**WORK REQUEST**
An exact transcription of all the data is required; the pictures are to be left out.
-*-*-
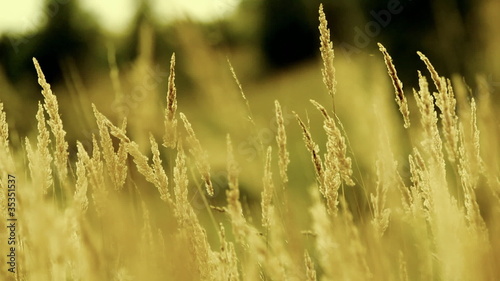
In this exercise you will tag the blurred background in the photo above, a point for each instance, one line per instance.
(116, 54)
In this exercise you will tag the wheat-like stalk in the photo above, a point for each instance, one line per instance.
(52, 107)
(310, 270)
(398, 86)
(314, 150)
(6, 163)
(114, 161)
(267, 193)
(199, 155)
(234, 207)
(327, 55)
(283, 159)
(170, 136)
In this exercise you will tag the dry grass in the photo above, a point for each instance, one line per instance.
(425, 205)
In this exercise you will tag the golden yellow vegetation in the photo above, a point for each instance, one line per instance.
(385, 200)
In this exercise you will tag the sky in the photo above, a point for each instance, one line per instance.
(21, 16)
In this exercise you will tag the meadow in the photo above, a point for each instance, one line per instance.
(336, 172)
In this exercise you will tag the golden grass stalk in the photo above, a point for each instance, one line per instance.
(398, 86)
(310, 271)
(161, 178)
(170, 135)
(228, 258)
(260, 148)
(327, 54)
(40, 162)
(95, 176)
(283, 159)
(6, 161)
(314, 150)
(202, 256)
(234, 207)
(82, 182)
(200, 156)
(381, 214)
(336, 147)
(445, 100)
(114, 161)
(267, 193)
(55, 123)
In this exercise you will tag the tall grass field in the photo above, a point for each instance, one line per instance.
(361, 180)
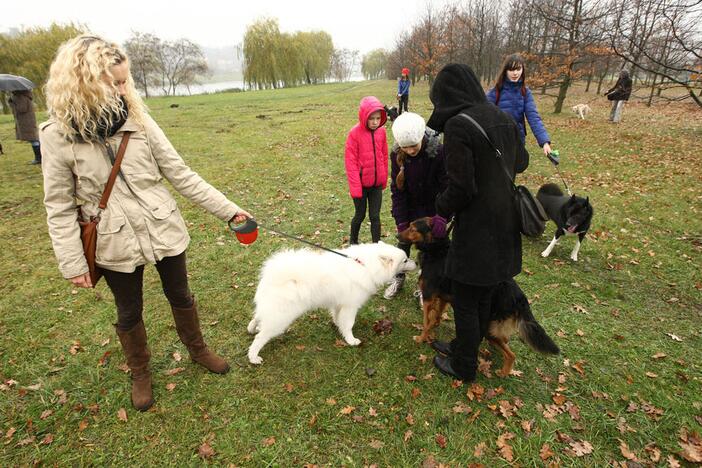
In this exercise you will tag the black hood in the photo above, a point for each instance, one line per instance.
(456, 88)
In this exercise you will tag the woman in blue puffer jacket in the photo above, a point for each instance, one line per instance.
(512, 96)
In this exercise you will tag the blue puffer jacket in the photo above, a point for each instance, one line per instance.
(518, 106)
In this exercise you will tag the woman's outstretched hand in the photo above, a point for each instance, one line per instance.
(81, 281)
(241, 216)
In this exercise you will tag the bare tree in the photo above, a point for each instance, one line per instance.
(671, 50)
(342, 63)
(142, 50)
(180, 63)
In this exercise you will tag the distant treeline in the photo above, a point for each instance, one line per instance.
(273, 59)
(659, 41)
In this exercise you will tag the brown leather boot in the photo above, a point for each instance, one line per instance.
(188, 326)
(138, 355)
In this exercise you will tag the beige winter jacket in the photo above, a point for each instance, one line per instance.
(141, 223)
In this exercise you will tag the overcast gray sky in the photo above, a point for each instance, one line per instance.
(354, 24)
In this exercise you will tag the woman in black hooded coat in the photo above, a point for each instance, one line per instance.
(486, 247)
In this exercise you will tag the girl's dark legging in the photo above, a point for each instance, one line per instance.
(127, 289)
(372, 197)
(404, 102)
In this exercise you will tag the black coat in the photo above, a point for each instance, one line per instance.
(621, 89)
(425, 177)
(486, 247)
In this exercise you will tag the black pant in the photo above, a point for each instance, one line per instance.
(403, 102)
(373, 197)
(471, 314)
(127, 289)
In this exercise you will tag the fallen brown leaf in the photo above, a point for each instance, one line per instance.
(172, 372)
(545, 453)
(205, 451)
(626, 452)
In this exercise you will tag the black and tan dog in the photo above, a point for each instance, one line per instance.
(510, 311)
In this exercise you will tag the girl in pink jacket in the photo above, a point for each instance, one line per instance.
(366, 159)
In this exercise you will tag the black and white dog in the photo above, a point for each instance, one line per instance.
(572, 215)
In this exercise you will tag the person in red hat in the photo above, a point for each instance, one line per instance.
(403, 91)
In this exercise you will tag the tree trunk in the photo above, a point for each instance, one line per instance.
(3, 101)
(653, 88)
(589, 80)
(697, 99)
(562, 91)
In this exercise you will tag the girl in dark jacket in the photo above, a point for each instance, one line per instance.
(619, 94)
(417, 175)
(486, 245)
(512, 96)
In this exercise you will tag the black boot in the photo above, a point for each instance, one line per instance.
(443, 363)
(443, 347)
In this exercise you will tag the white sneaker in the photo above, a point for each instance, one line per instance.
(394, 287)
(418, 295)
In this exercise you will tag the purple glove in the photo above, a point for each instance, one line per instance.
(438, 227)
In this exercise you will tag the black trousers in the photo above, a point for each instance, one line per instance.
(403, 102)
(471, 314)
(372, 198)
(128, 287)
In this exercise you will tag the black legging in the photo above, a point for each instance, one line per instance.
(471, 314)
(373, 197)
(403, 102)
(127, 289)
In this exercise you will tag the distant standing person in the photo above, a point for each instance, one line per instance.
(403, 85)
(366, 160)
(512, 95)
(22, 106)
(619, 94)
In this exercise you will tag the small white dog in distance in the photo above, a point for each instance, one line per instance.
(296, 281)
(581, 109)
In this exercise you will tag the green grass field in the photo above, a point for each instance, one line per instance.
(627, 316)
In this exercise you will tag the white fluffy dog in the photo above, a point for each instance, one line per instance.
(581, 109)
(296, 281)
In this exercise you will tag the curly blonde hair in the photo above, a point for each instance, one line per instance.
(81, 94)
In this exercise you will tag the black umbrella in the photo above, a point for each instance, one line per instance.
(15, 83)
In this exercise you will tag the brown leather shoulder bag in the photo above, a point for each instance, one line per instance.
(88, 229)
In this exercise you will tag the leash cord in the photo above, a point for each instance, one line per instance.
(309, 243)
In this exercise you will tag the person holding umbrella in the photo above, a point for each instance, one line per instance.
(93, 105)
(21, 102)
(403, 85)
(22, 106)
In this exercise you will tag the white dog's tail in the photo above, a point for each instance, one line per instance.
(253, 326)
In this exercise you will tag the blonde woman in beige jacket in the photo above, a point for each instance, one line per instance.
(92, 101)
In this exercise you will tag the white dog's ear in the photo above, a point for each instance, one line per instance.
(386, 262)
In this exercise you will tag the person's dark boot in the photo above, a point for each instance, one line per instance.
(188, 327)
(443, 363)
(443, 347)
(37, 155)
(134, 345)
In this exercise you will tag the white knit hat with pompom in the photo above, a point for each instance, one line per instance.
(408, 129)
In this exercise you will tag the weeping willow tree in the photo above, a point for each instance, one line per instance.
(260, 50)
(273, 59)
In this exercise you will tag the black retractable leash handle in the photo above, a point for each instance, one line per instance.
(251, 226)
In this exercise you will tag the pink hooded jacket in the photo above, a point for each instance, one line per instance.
-*-*-
**ANSWER TO THIS PROBLEM**
In this exercise you will tag the blurred background in the photo above, a point for each instance, one line per instance.
(116, 54)
In this exercise you will tag the wheat-like stalk in the photo above, a point for each instance, one line per instance.
(52, 107)
(310, 270)
(398, 86)
(314, 150)
(6, 163)
(114, 161)
(267, 193)
(199, 155)
(234, 207)
(327, 55)
(283, 159)
(170, 136)
In this exercise you will tag the dry grass in the photo above, a point for each instance, one line per instance.
(425, 205)
In this exercise you will tag the golden yellow vegetation in the photo above, a point for each instance, one line per instance.
(385, 200)
In this exercise you will tag the sky in the photo above, a point for each instance, one line per instance.
(21, 16)
In this exercise you will tag the meadow in the photo above, a point for each instance, one line per instance.
(336, 172)
In this exercise you will tag the golden grass stalk in the photo above, a point for each instance, one line per instance.
(398, 86)
(310, 271)
(161, 178)
(170, 135)
(228, 258)
(260, 148)
(327, 54)
(40, 162)
(95, 176)
(283, 159)
(6, 161)
(314, 150)
(202, 256)
(234, 207)
(82, 182)
(200, 156)
(381, 214)
(336, 147)
(445, 100)
(114, 161)
(267, 193)
(55, 123)
In this exercise you will tag the tall grass field in the photo above, a point for each instance, one line per instance.
(361, 180)
In this exercise you will tag the black hood in the photo above, a point for each instance, one line per instance.
(456, 88)
In this exercise you will tag the woman in blue puffer jacket in the photo above, a point for each instance, one line per instance.
(512, 96)
In this exercise you will tag the blue puffer jacket in the photo above, a point for each instance, one line per instance.
(518, 106)
In this exercise you will tag the woman's outstretched hand in the photo above, a point for each instance, one line per instance.
(81, 281)
(241, 216)
In this exercise you will tag the bare tree in the photo above, a point for each instance, one line per instance.
(671, 50)
(342, 63)
(142, 50)
(180, 63)
In this exercise you will tag the distant treeline in the photo above, a point for each instance, one line per instance.
(273, 59)
(659, 41)
In this exercise you will tag the brown leather boot in the photo above, a point for each instance, one line per instance.
(188, 326)
(138, 355)
In this exercise you will tag the beige winter jacket in the photo above, a point for each instance, one line per instance.
(141, 223)
In this exercise you will tag the overcast gray sky in the photo above, a point for each instance, one line per instance.
(354, 24)
In this exercise you will tag the woman in black hooded coat in the photo above, a point for each instance, one line per instance.
(486, 247)
In this exercise you will tag the girl's dark legging in the photo above, a point for each instance, one line per instance.
(127, 289)
(372, 197)
(404, 102)
In this exercise you will tag the black coat in the photo above, a point for each instance, one line per instance.
(621, 89)
(425, 177)
(486, 247)
In this exercise you will tag the black pant in the photo above, a point for each instance, one line per instance.
(403, 102)
(373, 197)
(471, 314)
(127, 289)
In this exercise you will tag the fallen brown leaf in the photo above, a point for each instance, one line per instance.
(172, 372)
(545, 453)
(205, 451)
(626, 452)
In this exercise you will tag the black and tan dog in the photo above, a point for each instance, one line per instance.
(510, 311)
In this exercise you will tag the girl in pink jacket in the photo above, a point for each instance, one line per instance.
(366, 159)
In this exercise you will tag the black and white dog in the photo above, a point for each instance, one line per instance.
(572, 215)
In this exercise you will tag the person in red hat in the photo above, a point for each instance, one line per instance.
(403, 91)
In this exercise you will tag the tree trunk in the photo above, a point for each instance, one line per instance.
(3, 101)
(653, 88)
(589, 80)
(697, 99)
(562, 91)
In this exercise you will tag the girl in dark jacket in the photo above, a point for each instance, one line per instance.
(619, 94)
(417, 175)
(486, 245)
(512, 96)
In this exercise you will tag the black boot in the photo above, a point for each instance, one line per instance.
(443, 363)
(443, 347)
In this exercise you will tag the white sneaker in the photo above, a point for each instance, one line per instance.
(394, 287)
(418, 295)
In this exercise you will tag the purple glove in the photo above, a point for each instance, one line per instance.
(438, 227)
In this exercise you will tag the black trousers in the photo above, a point for each instance, one line per instance.
(403, 102)
(471, 314)
(372, 198)
(128, 287)
In this exercise you will tag the black legging in the photo above, a point for each instance, one line per instance.
(471, 314)
(373, 197)
(403, 102)
(127, 289)
In this exercise you will tag the distant standing person in the photo above, a point for each instance, one line per instance.
(403, 85)
(366, 160)
(512, 95)
(22, 106)
(619, 94)
In this exercise you will tag the small white dog in distance in the photo above, a point for each instance, one line per instance.
(296, 281)
(581, 109)
In this exercise you will tag the green grass field in the photo above, a point for each instance, one line per instance.
(627, 316)
In this exercise you will tag the white fluffy dog in the photo above, a point for each instance, one line per instance.
(581, 109)
(296, 281)
In this exercise you will tag the curly blonde hair in the photo above, a point for each instance, one line per instance.
(81, 94)
In this exercise you will tag the black umbrella in the photo above, a point for each instance, one line per instance.
(15, 83)
In this exercise you will tag the brown leather shoulder bag in the photo above, a point for each instance, one line per instance.
(88, 229)
In this exercise you will tag the leash cord in the photo above, a point for each instance, one line per instance.
(309, 243)
In this exercise you will tag the person holding umbrella in the photo above, a point for each instance, one line per instance.
(93, 105)
(21, 102)
(403, 85)
(22, 106)
In this exercise you will tag the white dog's tail in the photo above, a point for each instance, one line per instance.
(253, 326)
In this exercise you will tag the blonde woman in beige jacket in the photo above, a point for each instance, one line per instance.
(92, 101)
In this exercise you will tag the white dog's ear in the photo above, a point for each instance, one line per instance.
(386, 262)
In this exercise you will tag the person's dark boot in the photo above, a point for each instance, one line per instance.
(188, 327)
(443, 363)
(443, 347)
(37, 155)
(134, 345)
In this exercise you will tag the white knit hat with pompom in the photo above, a point for each instance, one line per instance.
(408, 129)
In this exercise you will tag the weeping willow tree in the photo above, a point for each instance, one line per instance.
(260, 50)
(273, 59)
In this exercise you will tag the black retractable leash handle in the photo above, a point for each instance, one line per instance.
(251, 226)
In this exercise you will tag the pink hooded jacket in the photo above, a point for each instance, one line per instance.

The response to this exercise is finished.